### Explore the material
• 1. According to the article on OpenAI's o3 and o4-mini, what does o4-mini give up in exchange for faster performance and lower costs?
• 2. For each statement below, state whether it agrees with the article on OpenAI's o3 and o4-mini, and quote the deciding words. (a) Windsurf's official name is Exafunction. (b) SWE-bench tests models by having them answer university-level science questions. (c) OpenAI says both new models are more cost-efficient than their predecessors in every application.
• 3. Reproduce the part of the article on OpenAI's o3 and o4-mini that runs from "According to OpenAI, o3" up to and including "most practical applications.".

** Opening Extracted text block **

OpenAI is launching o3 and o4-mini today. These are the latest additions to a series of language models optimized for reasoning.
The product launch took place amid reports that the company may want to acquire Windsurf for $3 billion. Windsurf, officially Exafunction, sells popular AI programming tools. The company uses OpenAI models for some of its functions.
According to OpenAI, o3 is the most advanced model to date regarding reasoning. The other new model, o4-mini, sacrifices some output quality in exchange for faster performance and lower costs. According to the company, both models are more cost-efficient than their predecessors in most practical applications.
OpenAI claims that o3 has set new records on several well-known AI benchmarks. One is SWE-bench, a test that assesses AI’s programming abilities by having models solve bugs in open-source projects. Another benchmark, MMMLU, on which o3 also excelled, contains university-level questions on topics such as science and economics.

** Closing Extracted text block **
** Opening Data block **

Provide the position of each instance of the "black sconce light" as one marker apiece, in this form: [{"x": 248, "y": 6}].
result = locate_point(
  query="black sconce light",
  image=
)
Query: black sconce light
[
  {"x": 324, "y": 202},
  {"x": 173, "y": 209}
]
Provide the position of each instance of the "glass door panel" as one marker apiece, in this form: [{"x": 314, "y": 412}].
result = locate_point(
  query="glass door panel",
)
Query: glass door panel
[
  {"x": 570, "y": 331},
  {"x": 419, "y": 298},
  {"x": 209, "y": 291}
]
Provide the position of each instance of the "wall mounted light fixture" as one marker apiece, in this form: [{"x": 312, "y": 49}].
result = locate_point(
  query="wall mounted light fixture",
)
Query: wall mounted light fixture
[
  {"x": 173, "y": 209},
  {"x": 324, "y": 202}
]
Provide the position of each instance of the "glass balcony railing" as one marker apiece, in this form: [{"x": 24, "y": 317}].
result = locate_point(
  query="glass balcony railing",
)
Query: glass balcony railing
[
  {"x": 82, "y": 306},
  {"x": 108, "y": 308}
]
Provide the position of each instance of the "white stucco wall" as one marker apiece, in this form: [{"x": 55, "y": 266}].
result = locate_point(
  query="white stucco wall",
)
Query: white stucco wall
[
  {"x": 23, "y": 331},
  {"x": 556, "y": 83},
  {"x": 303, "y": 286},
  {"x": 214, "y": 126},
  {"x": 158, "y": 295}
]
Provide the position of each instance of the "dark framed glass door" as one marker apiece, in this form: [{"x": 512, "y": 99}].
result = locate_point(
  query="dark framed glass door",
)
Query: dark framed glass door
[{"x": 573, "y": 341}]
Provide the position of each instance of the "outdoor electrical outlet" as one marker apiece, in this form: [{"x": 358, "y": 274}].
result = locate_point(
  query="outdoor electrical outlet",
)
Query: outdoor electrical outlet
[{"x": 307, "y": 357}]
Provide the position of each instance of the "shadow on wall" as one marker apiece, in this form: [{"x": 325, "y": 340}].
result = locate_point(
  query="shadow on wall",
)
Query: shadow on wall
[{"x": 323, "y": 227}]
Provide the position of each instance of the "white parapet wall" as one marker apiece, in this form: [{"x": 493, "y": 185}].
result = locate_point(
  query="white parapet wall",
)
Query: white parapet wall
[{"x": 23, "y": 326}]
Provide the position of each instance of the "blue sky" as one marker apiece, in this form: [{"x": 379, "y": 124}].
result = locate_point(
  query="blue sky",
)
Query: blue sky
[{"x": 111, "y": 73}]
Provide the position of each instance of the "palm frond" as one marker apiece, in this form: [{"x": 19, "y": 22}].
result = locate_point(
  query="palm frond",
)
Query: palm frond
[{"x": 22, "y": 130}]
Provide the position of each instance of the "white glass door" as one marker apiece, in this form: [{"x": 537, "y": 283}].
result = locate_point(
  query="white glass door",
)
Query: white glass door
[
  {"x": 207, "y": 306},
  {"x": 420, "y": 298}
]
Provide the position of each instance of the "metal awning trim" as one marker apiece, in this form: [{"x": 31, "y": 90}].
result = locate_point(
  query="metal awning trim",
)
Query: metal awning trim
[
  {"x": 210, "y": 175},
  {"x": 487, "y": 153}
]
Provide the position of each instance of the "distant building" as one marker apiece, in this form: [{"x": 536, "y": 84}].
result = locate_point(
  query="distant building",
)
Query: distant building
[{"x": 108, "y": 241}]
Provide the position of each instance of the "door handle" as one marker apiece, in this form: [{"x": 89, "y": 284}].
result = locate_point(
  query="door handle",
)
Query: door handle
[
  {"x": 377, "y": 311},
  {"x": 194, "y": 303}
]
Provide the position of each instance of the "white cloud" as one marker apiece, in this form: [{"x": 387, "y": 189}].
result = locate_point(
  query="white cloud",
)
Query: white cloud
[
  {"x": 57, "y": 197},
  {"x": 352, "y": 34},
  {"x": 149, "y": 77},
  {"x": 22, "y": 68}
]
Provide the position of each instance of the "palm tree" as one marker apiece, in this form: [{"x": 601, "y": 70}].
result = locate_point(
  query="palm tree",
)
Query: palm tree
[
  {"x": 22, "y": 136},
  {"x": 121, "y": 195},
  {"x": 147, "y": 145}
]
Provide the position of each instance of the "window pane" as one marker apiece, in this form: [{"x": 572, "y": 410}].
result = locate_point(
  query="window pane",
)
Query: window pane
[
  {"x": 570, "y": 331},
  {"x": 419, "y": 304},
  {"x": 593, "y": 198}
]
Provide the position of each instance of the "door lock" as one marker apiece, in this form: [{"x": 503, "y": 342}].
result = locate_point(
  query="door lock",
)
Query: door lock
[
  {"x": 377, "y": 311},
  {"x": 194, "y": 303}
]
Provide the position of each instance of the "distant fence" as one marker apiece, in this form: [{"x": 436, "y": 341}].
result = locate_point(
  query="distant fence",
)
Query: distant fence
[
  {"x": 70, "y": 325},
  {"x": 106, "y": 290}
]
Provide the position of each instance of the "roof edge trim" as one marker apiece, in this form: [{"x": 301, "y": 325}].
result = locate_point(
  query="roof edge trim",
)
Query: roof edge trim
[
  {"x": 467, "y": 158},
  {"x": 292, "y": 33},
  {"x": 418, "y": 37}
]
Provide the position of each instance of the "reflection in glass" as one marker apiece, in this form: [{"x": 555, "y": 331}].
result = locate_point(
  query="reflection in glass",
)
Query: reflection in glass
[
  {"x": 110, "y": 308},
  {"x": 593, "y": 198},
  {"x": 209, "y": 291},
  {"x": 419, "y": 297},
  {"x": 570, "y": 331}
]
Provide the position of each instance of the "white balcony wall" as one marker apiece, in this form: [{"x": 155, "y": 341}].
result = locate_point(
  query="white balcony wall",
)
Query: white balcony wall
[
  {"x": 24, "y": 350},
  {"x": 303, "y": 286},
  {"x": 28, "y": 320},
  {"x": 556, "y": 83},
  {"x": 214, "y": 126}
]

** Closing Data block **

### Set of answers
• 1. Some output quality.

• 2.
(a) Yes: "Windsurf, officially Exafunction, sells popular AI programming tools."
(b) No: "SWE-bench, a test that assesses AI’s programming abilities by having models solve bugs in open-source projects."
(c) No: "both models are more cost-efficient than their predecessors in most practical applications."

• 3.
According to OpenAI, o3 is the most advanced model to date regarding reasoning. The other new model, o4-mini, sacrifices some output quality in exchange for faster performance and lower costs. According to the company, both models are more cost-efficient than their predecessors in most practical applications.